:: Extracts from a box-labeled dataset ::
------------------------------

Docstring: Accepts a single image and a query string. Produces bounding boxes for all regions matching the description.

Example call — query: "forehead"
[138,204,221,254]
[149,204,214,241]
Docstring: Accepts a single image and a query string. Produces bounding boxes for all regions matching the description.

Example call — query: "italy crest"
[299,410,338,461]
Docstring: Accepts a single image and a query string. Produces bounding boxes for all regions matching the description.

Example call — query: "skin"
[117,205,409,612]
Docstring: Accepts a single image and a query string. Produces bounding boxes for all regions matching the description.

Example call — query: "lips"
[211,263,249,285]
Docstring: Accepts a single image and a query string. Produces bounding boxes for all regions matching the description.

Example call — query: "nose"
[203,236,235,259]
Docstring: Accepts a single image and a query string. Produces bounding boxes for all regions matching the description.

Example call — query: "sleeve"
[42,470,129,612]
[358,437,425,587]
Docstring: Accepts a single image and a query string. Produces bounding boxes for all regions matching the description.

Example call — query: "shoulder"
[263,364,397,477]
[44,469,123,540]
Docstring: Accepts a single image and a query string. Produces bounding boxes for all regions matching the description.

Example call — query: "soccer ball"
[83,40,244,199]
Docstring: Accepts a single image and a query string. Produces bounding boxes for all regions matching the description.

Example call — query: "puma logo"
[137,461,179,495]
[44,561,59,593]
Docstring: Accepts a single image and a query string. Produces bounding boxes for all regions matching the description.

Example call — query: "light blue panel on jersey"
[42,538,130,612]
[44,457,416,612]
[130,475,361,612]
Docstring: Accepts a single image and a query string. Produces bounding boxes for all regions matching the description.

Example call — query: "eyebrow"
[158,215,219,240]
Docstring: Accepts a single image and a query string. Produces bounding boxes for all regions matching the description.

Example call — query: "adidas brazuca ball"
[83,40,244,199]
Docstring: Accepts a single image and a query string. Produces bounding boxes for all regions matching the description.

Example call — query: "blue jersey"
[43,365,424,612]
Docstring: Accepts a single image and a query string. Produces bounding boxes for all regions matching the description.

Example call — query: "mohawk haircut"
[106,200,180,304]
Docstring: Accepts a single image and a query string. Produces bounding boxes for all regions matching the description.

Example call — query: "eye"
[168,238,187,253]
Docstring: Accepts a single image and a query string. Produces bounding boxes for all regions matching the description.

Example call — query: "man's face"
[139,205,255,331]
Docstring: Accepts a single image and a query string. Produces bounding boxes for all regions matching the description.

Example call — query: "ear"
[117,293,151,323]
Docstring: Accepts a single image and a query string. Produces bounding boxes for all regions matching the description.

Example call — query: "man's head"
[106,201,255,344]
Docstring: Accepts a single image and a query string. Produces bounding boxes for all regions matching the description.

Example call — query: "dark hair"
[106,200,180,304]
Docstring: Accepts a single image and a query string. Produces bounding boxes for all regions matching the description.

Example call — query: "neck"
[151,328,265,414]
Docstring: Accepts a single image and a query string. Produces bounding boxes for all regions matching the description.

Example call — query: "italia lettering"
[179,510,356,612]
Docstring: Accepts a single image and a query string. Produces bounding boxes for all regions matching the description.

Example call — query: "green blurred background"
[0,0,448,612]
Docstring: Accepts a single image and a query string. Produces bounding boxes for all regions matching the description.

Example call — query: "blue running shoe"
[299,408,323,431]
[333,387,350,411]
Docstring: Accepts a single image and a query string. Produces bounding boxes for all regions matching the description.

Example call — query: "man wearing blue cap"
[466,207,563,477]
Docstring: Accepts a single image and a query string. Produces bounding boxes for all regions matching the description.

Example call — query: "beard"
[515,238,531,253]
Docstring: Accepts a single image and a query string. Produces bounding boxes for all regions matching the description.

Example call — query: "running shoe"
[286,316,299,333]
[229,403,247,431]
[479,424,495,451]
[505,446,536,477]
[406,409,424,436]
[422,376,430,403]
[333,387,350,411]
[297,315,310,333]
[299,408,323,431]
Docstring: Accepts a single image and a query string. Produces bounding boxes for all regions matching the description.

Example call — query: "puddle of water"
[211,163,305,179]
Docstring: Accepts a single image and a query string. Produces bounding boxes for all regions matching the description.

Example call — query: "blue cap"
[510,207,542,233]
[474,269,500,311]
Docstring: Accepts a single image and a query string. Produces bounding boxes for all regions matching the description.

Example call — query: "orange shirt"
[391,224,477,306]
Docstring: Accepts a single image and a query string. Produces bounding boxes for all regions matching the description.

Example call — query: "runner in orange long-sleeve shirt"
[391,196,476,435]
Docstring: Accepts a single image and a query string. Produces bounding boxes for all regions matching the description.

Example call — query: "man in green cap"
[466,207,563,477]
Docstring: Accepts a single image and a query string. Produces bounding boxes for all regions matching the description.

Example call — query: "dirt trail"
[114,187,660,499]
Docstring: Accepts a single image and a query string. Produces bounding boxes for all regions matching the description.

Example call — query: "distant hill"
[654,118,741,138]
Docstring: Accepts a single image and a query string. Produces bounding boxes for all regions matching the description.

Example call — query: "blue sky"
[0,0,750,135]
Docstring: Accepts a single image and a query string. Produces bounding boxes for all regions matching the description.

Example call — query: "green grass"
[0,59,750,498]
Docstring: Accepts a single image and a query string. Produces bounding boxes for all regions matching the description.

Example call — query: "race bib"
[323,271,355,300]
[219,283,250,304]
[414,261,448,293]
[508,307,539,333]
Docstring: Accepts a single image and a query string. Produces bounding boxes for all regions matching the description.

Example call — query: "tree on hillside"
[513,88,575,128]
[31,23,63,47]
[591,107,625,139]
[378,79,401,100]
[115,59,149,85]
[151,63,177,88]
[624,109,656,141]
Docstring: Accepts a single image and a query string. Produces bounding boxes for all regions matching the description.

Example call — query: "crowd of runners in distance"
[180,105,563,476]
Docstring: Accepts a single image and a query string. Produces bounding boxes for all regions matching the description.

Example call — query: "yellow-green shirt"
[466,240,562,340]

------------------------------

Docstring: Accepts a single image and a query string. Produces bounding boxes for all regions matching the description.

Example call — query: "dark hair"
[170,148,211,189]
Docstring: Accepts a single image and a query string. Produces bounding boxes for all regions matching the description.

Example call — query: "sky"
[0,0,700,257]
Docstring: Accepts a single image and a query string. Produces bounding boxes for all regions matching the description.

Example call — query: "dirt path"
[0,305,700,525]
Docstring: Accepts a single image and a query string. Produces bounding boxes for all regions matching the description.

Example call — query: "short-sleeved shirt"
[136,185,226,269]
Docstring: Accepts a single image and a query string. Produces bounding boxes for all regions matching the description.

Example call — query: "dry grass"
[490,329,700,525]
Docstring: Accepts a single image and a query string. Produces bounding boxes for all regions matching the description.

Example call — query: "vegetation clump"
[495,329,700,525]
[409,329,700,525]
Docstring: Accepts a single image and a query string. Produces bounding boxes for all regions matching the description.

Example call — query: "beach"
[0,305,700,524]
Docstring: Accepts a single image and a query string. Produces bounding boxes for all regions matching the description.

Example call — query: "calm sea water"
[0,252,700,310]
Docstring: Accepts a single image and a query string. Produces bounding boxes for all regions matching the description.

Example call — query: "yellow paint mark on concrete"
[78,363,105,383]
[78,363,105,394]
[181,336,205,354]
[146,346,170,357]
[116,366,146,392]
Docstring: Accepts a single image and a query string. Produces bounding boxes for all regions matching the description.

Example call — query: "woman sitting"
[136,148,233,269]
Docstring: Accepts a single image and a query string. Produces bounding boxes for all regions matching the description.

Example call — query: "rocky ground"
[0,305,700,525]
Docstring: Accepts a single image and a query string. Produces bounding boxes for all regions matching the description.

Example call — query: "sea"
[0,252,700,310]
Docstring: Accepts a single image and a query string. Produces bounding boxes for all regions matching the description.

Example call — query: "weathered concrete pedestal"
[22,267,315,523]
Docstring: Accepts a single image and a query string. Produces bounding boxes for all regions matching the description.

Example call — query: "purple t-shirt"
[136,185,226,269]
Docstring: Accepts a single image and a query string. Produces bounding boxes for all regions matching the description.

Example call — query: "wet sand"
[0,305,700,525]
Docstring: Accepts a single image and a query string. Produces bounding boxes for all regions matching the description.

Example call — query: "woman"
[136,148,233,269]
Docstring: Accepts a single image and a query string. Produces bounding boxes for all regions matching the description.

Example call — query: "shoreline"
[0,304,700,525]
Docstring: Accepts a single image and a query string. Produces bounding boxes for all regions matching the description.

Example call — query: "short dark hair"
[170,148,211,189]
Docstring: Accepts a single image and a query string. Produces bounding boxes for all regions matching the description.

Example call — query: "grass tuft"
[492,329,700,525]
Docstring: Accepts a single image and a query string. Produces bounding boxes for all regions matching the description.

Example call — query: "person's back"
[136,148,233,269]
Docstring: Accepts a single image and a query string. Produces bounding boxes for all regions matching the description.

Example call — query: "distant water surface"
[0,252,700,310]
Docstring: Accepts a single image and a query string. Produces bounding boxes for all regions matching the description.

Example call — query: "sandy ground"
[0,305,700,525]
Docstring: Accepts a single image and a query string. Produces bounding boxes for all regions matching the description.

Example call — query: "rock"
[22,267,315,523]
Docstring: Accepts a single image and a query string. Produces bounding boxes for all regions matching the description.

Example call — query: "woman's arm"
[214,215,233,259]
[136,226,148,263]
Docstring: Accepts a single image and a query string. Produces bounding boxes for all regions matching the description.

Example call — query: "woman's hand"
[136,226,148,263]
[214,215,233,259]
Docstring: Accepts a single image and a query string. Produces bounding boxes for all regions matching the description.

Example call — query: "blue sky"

------------------------------

:: Task details ::
Report every line of the records that contains the string "green", matching its case exactly.

:: Full response ::
Example call — query: "green blurred background"
Example call — query: "man in green cap"
Example call — query: "green grass"
Example call — query: "yellow-green shirt"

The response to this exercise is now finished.